## What the task asks
Reproduce the records with each occurrence of "black" swapped for "dark", leaving everything else unchanged. Omit the pictures from the output.

Coordinate annotation records:
---------------

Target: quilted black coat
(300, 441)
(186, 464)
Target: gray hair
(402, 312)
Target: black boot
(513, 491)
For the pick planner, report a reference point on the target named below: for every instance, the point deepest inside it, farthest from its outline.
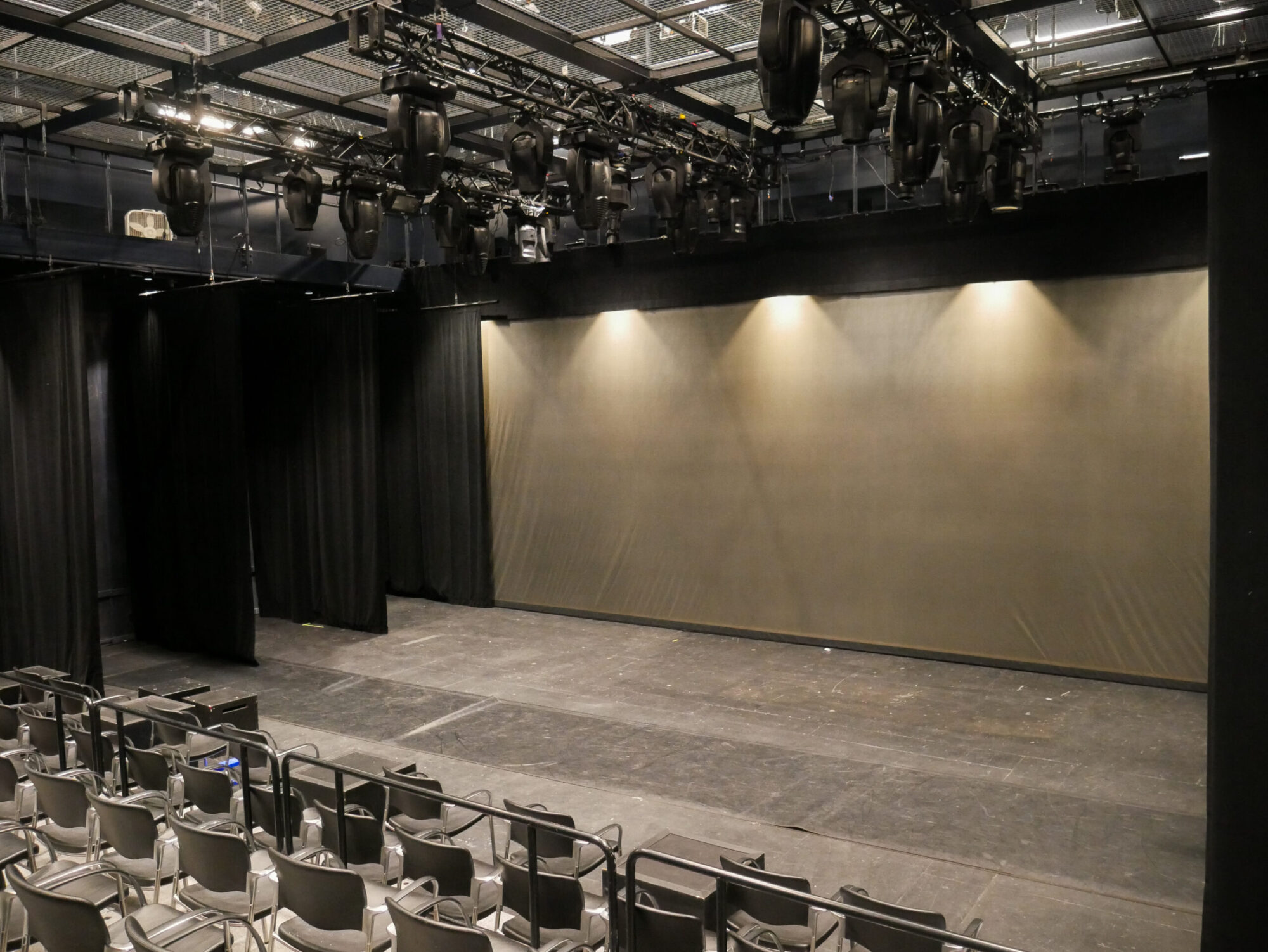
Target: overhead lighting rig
(370, 174)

---------------

## Task result
Target: quilted dark coat
(300, 441)
(186, 464)
Target: gray hair
(402, 312)
Target: dark boot
(513, 491)
For the pick planner, report a reference point on the target named below: for every instance, the point deepest inside it, farthest from its outline.
Target: overhead lighting rig
(370, 174)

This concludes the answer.